# YOUR INSTRUCTIONS:
The records that follow need to be printed exactly. Leave out each image.

# RECORD SET:
◇ ◇ ◇ ◇ ◇ ◇ ◇

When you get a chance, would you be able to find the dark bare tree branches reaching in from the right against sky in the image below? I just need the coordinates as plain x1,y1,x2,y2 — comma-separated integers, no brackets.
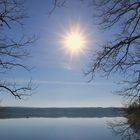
86,0,140,102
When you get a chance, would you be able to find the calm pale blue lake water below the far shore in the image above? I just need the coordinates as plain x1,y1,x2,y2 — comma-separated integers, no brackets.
0,117,124,140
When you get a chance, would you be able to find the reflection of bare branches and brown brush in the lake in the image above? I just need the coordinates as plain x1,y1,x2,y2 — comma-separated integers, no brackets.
107,114,140,140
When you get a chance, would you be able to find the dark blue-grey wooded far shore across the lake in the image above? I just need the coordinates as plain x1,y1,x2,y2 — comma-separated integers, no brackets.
0,107,125,119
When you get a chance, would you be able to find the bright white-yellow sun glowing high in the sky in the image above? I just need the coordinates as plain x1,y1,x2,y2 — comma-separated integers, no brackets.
61,24,87,56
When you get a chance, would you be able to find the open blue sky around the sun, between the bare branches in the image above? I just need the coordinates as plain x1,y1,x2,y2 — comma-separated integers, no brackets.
1,0,121,107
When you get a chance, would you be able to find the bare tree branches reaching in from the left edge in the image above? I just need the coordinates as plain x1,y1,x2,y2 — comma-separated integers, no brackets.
0,0,35,99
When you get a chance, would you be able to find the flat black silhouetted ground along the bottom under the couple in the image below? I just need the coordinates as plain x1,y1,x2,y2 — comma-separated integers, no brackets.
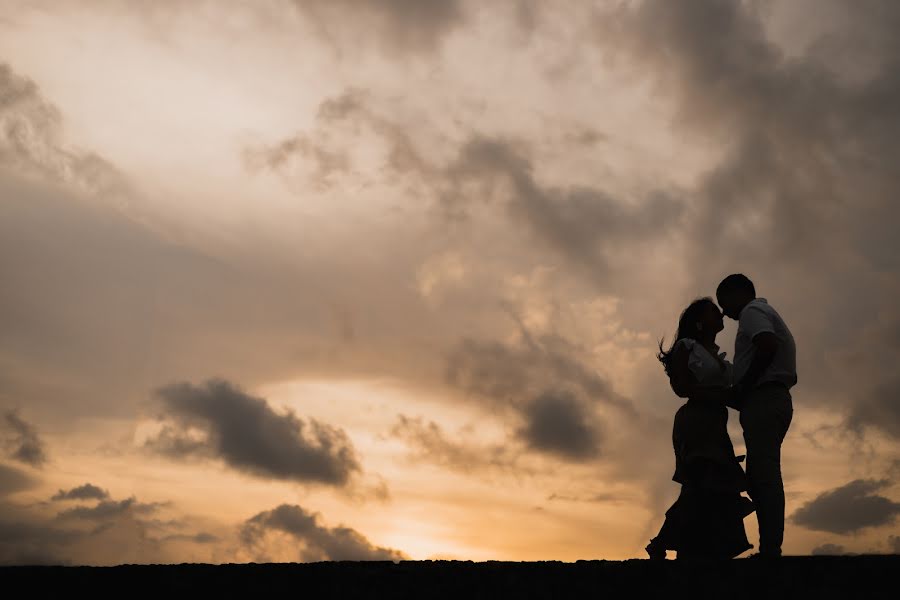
0,555,900,600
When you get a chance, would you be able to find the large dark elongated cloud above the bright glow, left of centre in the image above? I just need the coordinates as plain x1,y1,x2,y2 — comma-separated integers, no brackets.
147,379,361,485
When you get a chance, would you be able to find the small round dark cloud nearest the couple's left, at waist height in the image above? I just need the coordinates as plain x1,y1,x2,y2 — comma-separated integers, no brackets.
519,391,600,460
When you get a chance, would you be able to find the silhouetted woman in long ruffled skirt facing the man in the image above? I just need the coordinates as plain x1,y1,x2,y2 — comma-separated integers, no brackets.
646,298,753,559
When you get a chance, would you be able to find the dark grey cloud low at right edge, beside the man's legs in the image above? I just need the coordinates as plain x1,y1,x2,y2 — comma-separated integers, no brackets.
791,479,900,534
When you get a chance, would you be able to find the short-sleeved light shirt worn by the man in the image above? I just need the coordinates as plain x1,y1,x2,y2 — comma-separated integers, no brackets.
734,298,797,388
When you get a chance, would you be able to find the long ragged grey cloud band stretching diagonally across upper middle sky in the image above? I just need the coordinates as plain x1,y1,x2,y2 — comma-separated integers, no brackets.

◇ ◇ ◇ ◇ ◇ ◇ ◇

# ANSWER TO THE EXERCISE:
When you get a chance, would you be able to find the dark bare tree branches reaching in from the right against sky in the image below? I just need the coordinates as plain x1,y1,x2,y2 — comma-separated integers, no brackets.
86,0,140,102
When you get a chance, would you be able to find the calm pale blue lake water below the far shore in the image above? I just need the coordinates as plain x1,y1,x2,y2 — comma-separated integers, no brackets.
0,117,124,140
When you get a chance, would you be able to find the reflection of bare branches and brown brush in the lake in the image above? I just need the coordinates as plain x1,y1,x2,y2 — comma-separated integers, no brackets.
107,114,140,140
When you get a chance, would you be able to find the dark blue-grey wooded far shore across the lake in the image above? I just need the coordinates as plain x1,y1,x2,y2 — comma-separated integers, no brackets.
0,107,125,119
When you get a chance, would you be able to find the bright white-yellow sun glowing high in the sky in the image above? I just need the coordinates as plain x1,y1,x2,y2 — comma-separated integers, no brackets.
61,24,87,56
When you get a chance, would you be able to find the open blue sky around the sun, between the bare branches in the image above? I just need the coordinates as plain x1,y1,x2,y2 — comma-separated integers, no brackets.
1,0,121,107
When you get a chance, would you be able to find the bare tree branches reaching in from the left edge in the image above? I just need the coordinates as plain x1,y1,x2,y2 — comma-separated integers, no brackets.
0,0,35,99
When you get a chance, would you be able to find the flat black silhouetted ground along the bottom under the couple in the image below? I just need the coordinates as plain x1,y1,x2,y2 — comma-separated integers, no brackets.
0,555,900,600
When you get a chance, would you be able to find the large dark elongated cloud above the bright glow, left of centre in the image above? I just need the coordinates as plain x1,y1,x2,y2 — comma-separated integers, no brackets.
147,379,361,485
When you get a chance, would you be able to find the small round dark cloud nearest the couple's left, at waist height in the image above? I just need the coordinates as plain x1,y1,x2,y2 — comma-separated integers, no brackets.
519,391,600,460
When you get a chance, would you be able to find the silhouetted woman in long ruffled skirt facing the man in the image above? I just need the coordinates as plain x1,y1,x2,y2 — comma-separated integers, no brackets.
646,298,753,559
When you get a chance, would you be able to find the dark grey cloud low at right edge, beside the man's legs in the image above? I just need the coordinates as plain x1,y1,x2,y2 — comma-separated integers, no brackets.
791,479,900,534
When you get a chance, would you be able to find the short-sleeved light shirt worn by the man in the image above? I just need the coordinates as plain x1,y1,x2,y2 — comma-separated integers, no brackets.
734,298,797,388
When you get a chance, would you be able to find the long ragged grey cloud band stretching diagonally across upper middle sky in the image above? I just need the coordinates as plain x1,y1,x2,y2 — comma-separated integers, no brackets.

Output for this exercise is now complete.